§ REQUIRED TASK:
Reproduce each of the following lines verbatim.

§ DATASET EXTRACT:
_ _ _

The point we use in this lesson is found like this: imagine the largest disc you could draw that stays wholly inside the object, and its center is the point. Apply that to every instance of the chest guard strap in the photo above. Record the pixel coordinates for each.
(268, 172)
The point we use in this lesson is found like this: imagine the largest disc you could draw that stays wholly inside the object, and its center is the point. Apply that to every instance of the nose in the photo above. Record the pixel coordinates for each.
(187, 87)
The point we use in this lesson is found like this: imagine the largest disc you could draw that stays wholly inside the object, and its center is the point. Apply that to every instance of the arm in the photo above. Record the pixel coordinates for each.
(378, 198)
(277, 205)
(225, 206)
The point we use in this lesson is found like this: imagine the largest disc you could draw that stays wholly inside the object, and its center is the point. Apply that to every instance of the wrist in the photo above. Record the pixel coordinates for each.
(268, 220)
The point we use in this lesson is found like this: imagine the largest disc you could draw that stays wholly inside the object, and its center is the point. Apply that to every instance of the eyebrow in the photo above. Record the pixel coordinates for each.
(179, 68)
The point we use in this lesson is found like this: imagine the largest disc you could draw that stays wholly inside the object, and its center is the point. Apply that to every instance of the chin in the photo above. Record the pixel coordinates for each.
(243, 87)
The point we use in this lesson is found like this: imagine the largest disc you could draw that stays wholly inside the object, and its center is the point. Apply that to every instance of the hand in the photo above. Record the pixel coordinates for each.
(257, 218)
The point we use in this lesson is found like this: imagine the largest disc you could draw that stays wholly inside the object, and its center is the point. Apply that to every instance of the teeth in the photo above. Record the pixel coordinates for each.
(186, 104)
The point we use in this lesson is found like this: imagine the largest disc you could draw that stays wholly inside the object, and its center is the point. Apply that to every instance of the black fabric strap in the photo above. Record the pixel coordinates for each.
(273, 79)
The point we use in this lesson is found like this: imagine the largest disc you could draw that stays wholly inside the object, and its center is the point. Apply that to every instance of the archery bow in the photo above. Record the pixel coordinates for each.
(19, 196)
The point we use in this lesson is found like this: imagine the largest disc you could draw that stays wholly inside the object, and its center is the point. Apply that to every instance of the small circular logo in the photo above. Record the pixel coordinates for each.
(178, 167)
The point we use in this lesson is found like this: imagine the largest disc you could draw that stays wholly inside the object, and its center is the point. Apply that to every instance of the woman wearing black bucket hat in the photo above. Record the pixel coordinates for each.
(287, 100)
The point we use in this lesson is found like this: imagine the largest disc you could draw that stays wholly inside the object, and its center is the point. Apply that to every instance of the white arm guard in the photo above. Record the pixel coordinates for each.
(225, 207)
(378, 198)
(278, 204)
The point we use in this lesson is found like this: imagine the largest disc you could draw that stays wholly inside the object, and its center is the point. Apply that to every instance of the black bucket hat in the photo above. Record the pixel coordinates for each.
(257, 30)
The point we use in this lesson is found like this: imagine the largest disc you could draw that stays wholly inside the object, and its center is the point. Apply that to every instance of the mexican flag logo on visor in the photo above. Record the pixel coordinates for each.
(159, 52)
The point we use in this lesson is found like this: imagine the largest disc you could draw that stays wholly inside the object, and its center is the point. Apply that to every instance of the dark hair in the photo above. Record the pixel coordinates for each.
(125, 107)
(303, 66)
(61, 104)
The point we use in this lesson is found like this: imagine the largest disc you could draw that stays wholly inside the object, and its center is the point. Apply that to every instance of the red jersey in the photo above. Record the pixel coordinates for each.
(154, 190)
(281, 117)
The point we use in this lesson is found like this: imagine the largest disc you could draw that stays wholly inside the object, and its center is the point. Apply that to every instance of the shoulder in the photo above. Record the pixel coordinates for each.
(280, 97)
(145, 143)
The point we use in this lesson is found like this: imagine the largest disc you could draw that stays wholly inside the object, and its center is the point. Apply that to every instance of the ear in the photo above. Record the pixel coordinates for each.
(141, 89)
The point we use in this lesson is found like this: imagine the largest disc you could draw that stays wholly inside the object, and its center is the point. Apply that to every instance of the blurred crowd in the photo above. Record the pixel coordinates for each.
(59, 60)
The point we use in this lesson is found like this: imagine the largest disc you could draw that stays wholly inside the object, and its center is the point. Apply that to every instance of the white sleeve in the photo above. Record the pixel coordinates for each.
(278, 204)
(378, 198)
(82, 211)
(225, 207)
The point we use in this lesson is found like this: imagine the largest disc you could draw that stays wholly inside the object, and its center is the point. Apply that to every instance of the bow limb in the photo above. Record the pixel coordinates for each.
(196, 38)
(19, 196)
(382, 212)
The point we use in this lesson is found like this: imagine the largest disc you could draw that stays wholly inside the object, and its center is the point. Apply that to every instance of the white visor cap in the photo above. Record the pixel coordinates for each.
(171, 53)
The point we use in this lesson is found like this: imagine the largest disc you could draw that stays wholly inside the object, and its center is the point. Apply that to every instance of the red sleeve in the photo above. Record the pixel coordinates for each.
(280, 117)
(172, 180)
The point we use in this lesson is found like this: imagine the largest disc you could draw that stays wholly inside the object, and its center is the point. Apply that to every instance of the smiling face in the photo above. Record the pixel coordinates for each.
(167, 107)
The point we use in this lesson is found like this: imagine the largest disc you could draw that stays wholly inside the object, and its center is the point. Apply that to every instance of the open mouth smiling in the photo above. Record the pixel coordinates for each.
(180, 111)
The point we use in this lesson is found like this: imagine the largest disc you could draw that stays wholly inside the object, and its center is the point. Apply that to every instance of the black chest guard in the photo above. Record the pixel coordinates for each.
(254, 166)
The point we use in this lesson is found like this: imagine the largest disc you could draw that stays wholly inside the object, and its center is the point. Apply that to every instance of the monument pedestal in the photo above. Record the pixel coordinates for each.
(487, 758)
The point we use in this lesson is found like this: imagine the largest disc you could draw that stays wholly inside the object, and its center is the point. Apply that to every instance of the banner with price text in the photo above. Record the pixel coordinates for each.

_ _ _

§ FULL SOLUTION:
The point we use in this lesson is found like this: imagine the largest disc you could draw that stays wholly inside the object, and its center is the point. Apply that to every instance of the chest guard strap in the photo above. Record the pixel coordinates for each.
(268, 172)
The point we use in this lesson is found like this: imagine the largest disc you could draw that stays wholly inside the object, and its center is the point. Apply that to every instance of the nose in the photo above. Record the pixel coordinates for each.
(187, 87)
The point we use in this lesson is found like this: imagine the largest disc you could draw that stays wholly inside the object, and its center is the point. Apply that to every instance of the arm in the photo above. Record the pixel coordinates for each.
(378, 198)
(277, 205)
(225, 206)
The point we use in this lesson is found like this: imagine the largest disc you could draw that stays wholly inside the object, and its center is the point. Apply that to every instance of the wrist in the photo above. Record the pixel coordinates for each.
(268, 220)
The point we use in this lesson is found like this: imagine the largest disc you could draw that stays wholly inside the object, and its center is the point. Apply that to every instance of the eyebrow in the photo above. Record the pixel coordinates for each.
(179, 68)
The point we use in this lesson is found like this: imagine the largest disc you could draw that stays wholly inside the object, and its center is the point. Apply that to every instance of the chin in the photo above. Record the pixel coordinates for each.
(243, 87)
The point we use in this lesson is found like this: imagine the largest disc you could draw that stays wholly inside the object, and its center is the point. Apply that to every instance of the hand in the photo above. Record the pixel coordinates for each.
(257, 218)
The point we use in this lesson is found like this: imagine the largest disc you could draw that stays wholly inside the object, and its center is the point. Apply that to every instance of the teeth in the photo above. Record the pixel coordinates for each.
(186, 104)
The point we use in this lesson is found like this: imagine the largest disc you could draw that stays wholly inside the object, and its center is the point. Apply that to every instance of the black fabric strap in the photo above. Record the pixel coordinates for each.
(273, 79)
The point we use in this lesson is found like this: imagine the largest disc you could draw that stays wholly inside the object, and its center is the point. Apply that to every instance of the archery bow in the photo above. Record the pixel coordinates for each.
(19, 196)
The point we use in this lesson is found like this: imagine the largest disc you could draw that stays wholly inside the object, and its center is the point. Apply that to every instance of the small circular logo in the photo above. Record the pixel coordinates for each.
(178, 167)
The point we use in this lesson is found like this: imagine the largest disc you could draw that stays wholly inside the object, and its center is the point. Apply that to every instance of the woman wearing black bucket hat in the photo above. Record the pixel coordinates for each.
(287, 100)
The point we use in this lesson is found like this: imagine the largest disc you could draw that stays wholly inside the object, and its center is the point. Apply that to every instance of the white arm guard in the photo above. Record the pixel coordinates for each.
(225, 207)
(378, 198)
(278, 204)
The point we use in this lesson is found like this: imagine the largest disc you could draw that stays wholly inside the object, and its center is the point. Apply that to every instance of the black bucket hat in the photo above. Record the pixel coordinates for each.
(257, 30)
The point we use in this lesson is found like this: imagine the largest disc you could draw that stays wholly inside the object, and its center is the point. Apply that to every instance of the mexican flag logo on visor in the photo above. Record the pixel coordinates for each.
(159, 52)
The point we use in this lesson is found like this: imagine the largest disc you could draw that stays wholly inside the object, and its center is the point. Apply that to every instance of the dark hair in the photo above. Record the pixel coordinates for each.
(125, 107)
(303, 66)
(61, 104)
The point we use in this lesson is found like this: imagine the largest disc you could draw that stays wholly inside the object, and its center is the point. Apply that to every instance of the red jersey in the photo above. Record the pixel coordinates for each.
(154, 190)
(281, 117)
The point we use in this lesson is found like this: imagine the largest disc you could draw that stays wholly inside the object, and its center is the point. Apply that to every instance of the shoulder in the photo above. Record the pixel coordinates for each.
(280, 97)
(145, 143)
The point we use in this lesson is found like this: imagine the largest disc you could draw that stays wholly inside the object, and its center is the point. Apply that to every instance of the ear in the photo above. Record the pixel coordinates for each.
(141, 89)
The point we use in this lesson is found like this: imagine the largest disc you could draw that stays wholly inside the object, and its center is the point. Apply that to every instance of the blurred crowd in the photo above. Record the pixel coordinates for each.
(59, 60)
The point we use in this lesson is found like this: imagine the largest disc you could draw that stays wholly inside the object, and its center is the point. Apply that to every instance of the white sleeve in the photo above. Record the pixel coordinates for each.
(278, 204)
(378, 198)
(82, 211)
(225, 207)
The point we use in this lesson is found like this: imagine the largest disc you could draw that stays wholly inside the object, and its center is the point. Apply that to every instance of the bow limb in the photo above. Record the pixel coordinates for each.
(196, 38)
(19, 196)
(382, 212)
The point we use in this lesson is found like this: imagine the largest disc you could draw that stays wholly inside the object, and its center is the point. Apply that to every instance of the white visor cap in the photo above. Record the pixel coordinates for each.
(171, 53)
The point we use in this lesson is found like this: imagine the largest disc you could draw that stays wholly inside the object, and its center is the point. Apply that to every instance of the red sleeve in the photo above. Record the pixel coordinates for each.
(280, 117)
(172, 180)
The point we use in this lesson is found like this: imagine the largest disc you could draw that stays wholly inside the object, and its center is the point. Apply that to every instance of the smiling face in the photo above. Record the pixel coordinates for each.
(167, 107)
The point we use in this lesson is found like this: imagine the largest disc you could draw that stays wholly inside the object, and its center is the point. Apply that to every instance of the open mouth smiling in the photo above. Record the pixel coordinates for each.
(180, 111)
The point we use in this lesson is found like this: imagine the largest disc you could draw that stays wholly inside the object, and its center is the point. Apply that to every instance of the black chest guard in the photo above. Record the pixel coordinates for each.
(254, 166)
The point we use in this lesson is found like this: imagine the largest disc you could draw that stays wholly inside the object, and its center is the point. Apply that to every instance of the monument pedestal in the photo above. Record the pixel coordinates for each.
(487, 758)
The point we use in this lesson is found like this: imagine the largest disc you could draw that stays wholly inside the object, and its center is the point. Apply that to every instance of the banner with price text in the photo above. Record the pixel coordinates for each.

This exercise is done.